→ GIVEN ENTRIES
>> start
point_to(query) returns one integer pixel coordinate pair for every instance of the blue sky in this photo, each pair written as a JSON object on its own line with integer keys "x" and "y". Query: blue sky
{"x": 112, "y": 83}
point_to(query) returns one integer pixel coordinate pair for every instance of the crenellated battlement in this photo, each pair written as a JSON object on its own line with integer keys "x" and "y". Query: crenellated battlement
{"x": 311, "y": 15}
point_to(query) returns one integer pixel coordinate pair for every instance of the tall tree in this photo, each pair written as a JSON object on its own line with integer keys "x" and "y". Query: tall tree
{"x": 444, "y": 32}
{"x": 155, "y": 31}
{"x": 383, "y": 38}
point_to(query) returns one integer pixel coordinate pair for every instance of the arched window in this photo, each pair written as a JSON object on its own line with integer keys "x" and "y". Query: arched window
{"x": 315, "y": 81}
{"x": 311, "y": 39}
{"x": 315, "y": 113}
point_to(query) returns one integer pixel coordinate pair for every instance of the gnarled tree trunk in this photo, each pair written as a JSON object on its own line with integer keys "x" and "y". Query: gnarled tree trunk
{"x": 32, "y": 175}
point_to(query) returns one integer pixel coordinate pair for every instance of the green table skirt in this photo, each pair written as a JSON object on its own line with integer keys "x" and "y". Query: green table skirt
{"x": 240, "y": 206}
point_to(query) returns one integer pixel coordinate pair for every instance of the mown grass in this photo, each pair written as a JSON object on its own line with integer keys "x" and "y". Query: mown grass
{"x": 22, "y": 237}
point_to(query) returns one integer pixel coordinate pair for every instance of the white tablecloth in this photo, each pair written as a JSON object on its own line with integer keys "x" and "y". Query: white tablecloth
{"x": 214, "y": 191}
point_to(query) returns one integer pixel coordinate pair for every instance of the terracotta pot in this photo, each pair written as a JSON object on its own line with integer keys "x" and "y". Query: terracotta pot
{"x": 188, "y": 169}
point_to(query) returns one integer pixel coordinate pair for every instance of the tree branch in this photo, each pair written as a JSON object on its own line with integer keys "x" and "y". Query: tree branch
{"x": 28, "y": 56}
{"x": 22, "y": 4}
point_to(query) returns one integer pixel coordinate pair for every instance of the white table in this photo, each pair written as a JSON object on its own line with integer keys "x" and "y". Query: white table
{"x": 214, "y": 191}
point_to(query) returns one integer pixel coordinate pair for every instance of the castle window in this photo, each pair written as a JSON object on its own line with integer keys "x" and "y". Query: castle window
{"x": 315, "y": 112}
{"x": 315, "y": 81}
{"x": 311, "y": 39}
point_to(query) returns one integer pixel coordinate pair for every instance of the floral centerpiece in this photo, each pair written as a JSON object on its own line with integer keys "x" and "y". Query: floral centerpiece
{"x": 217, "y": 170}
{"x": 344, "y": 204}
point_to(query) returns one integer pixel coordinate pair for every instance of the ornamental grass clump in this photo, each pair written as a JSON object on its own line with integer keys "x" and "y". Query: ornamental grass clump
>> end
Quote all of the rows above character for character, keeping their order.

→ SOLUTION FOR THIS TASK
point_to(query) returns one integer pixel coordinate pair for every instance of the blue sky in this photo, each pair written as a JSON object on its own line with integer keys "x" and "y". Query: blue sky
{"x": 112, "y": 83}
point_to(query) returns one integer pixel coordinate pair for every instance of the crenellated battlement in this photo, each pair written as a JSON object on its own line with integer keys "x" and "y". Query: crenellated battlement
{"x": 311, "y": 15}
point_to(query) returns one integer pixel coordinate pair for every instance of the tall tree in this photo, each pair written as a JSON object on its own line with integer keys "x" and "y". Query: tall tree
{"x": 444, "y": 32}
{"x": 155, "y": 31}
{"x": 383, "y": 38}
point_to(query) returns one integer pixel coordinate pair for every instance of the arched window in this photo, each pair written as a JSON object on its own line with integer keys "x" and "y". Query: arched window
{"x": 315, "y": 81}
{"x": 311, "y": 39}
{"x": 315, "y": 113}
point_to(query) returns one integer pixel coordinate pair for every instance of the gnarled tree trunk in this photo, each pair written as a JSON object on its own line with integer keys "x" and "y". Query: gnarled tree trunk
{"x": 32, "y": 175}
point_to(query) returns one integer pixel coordinate pair for every instance of the green table skirt in this photo, each pair written as a JSON object on its own line with integer keys "x" and "y". Query: green table skirt
{"x": 240, "y": 206}
point_to(query) returns one integer pixel coordinate pair for every instance of the mown grass in this photo, each pair written as a JSON object on its own line with integer keys "x" and "y". Query: mown grass
{"x": 22, "y": 237}
point_to(query) returns one integer pixel coordinate pair for every instance of the white tablecloth in this photo, each pair written as a JSON object on its own line with integer keys "x" and "y". Query: white tablecloth
{"x": 214, "y": 191}
point_to(query) returns one integer pixel coordinate pair for every instance of the terracotta pot in this photo, each pair written as a JSON object on its own line with integer keys "x" and "y". Query: terracotta pot
{"x": 188, "y": 169}
point_to(query) returns one integer pixel coordinate pair for every instance of the tree branch in this photo, each pair written as a JSON object on its own line with integer keys "x" and "y". Query: tree branch
{"x": 28, "y": 56}
{"x": 22, "y": 4}
point_to(query) returns one integer pixel coordinate pair for every instance of the white table in this photo, each pair written as a JSON object on its own line with integer keys "x" and "y". Query: white table
{"x": 214, "y": 191}
point_to(query) returns one integer pixel coordinate pair for every instance of the castle window in this photo, each pair written as a JSON object on its own line with integer keys "x" and "y". Query: castle window
{"x": 315, "y": 112}
{"x": 315, "y": 81}
{"x": 311, "y": 39}
point_to(query) returns one integer pixel coordinate pair for every instance of the floral centerpiece in this photo, each pair written as a JSON object on its own line with integer keys "x" and "y". Query: floral centerpiece
{"x": 217, "y": 170}
{"x": 344, "y": 204}
point_to(query) returns one integer pixel coordinate pair for every instance of the ornamental grass clump in this photo, each pair written as a JSON object on its own line with integer keys "x" and "y". Query: ornamental grass clump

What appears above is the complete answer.